» **CHALLENGE A**: In the text on MOSFET bridge circuits below, how many output voltages can a full bridge produce, and what are they?
» **CHALLENGE B**: Write out the text on MOSFET bridge circuits from "OK, now let's" up to and including "half bridges exclusively.".

» **EXTRACT TO READ**:

BEGIN

In this entry we'll look at how to deploy MOSFETs in bridge circuits. (This is also applicable to IGBTs.)

Switch mode electronics are great - they are usually smaller and more efficient than similar linear circuits. However, there are some limitations that we must obey.  This log is about how to drive a switch mode MOSFET driver stage.

While you're here, could someone please give me a comment about style?  Am I writing too much or too little?  Too formal?

OK, now let's look at half and full bridge circuits. A half bridge has two switches (Q1 and Q2) and can produce two output voltages: 0 and Vdc. A full bridge has four switches (Q3 - Q6) and can produce three output voltages: -Vdc, 0 and + Vdc. There are some forbidden states which short-circuit the DC link and must be avoided.  From a drive perspective, a full bridge is equivalent to two half bridges, so the rest of this article will look at half bridges exclusively.

END

» **DATA EXCERPT**:
BEGIN

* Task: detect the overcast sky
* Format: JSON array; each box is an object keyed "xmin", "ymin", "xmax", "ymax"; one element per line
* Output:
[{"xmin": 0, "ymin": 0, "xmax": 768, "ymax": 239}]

END

» **CORRECT RESULT A**: Three: -Vdc, 0 and + Vdc.

» **CORRECT RESULT B**:
OK, now let's look at half and full bridge circuits. A half bridge has two switches (Q1 and Q2) and can produce two output voltages: 0 and Vdc. A full bridge has four switches (Q3 - Q6) and can produce three output voltages: -Vdc, 0 and + Vdc. There are some forbidden states which short-circuit the DC link and must be avoided.  From a drive perspective, a full bridge is equivalent to two half bridges, so the rest of this article will look at half bridges exclusively.